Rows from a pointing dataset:

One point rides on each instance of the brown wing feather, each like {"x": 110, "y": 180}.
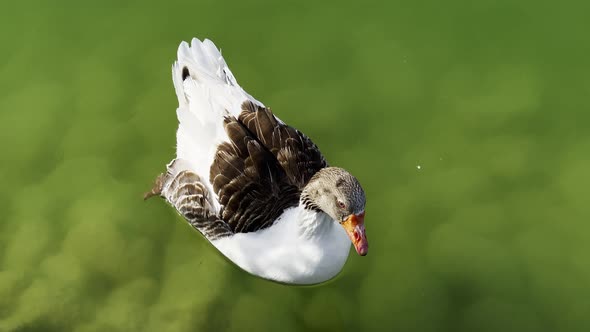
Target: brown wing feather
{"x": 252, "y": 187}
{"x": 297, "y": 155}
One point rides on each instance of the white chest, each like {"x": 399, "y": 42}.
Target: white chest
{"x": 302, "y": 247}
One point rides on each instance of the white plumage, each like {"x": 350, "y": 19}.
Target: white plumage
{"x": 303, "y": 246}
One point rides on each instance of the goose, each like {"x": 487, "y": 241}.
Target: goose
{"x": 259, "y": 190}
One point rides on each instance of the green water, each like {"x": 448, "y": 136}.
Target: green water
{"x": 466, "y": 122}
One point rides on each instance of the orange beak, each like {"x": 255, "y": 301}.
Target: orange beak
{"x": 355, "y": 228}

▶ Given exercise: Rewrite all the records above with "rides on" changed to "marks" wherever it occurs and everything else left as it is. Omit the pictures from your answer.

▶ In response:
One point marks each instance of the brown wing feather, each like {"x": 110, "y": 180}.
Target: brown wing feather
{"x": 252, "y": 187}
{"x": 297, "y": 155}
One point marks each instance of the white chest, each like {"x": 399, "y": 42}.
Target: white chest
{"x": 302, "y": 247}
One point marks each instance of the white plumage, each like {"x": 350, "y": 19}.
Target: white plumage
{"x": 303, "y": 246}
One point marks each instance of the goose, each like {"x": 487, "y": 241}.
Target: goose
{"x": 259, "y": 190}
One point marks each instance of the green water, each like {"x": 448, "y": 136}.
Target: green water
{"x": 466, "y": 122}
One point marks each instance of the orange beak, each like {"x": 255, "y": 301}.
Target: orange beak
{"x": 355, "y": 228}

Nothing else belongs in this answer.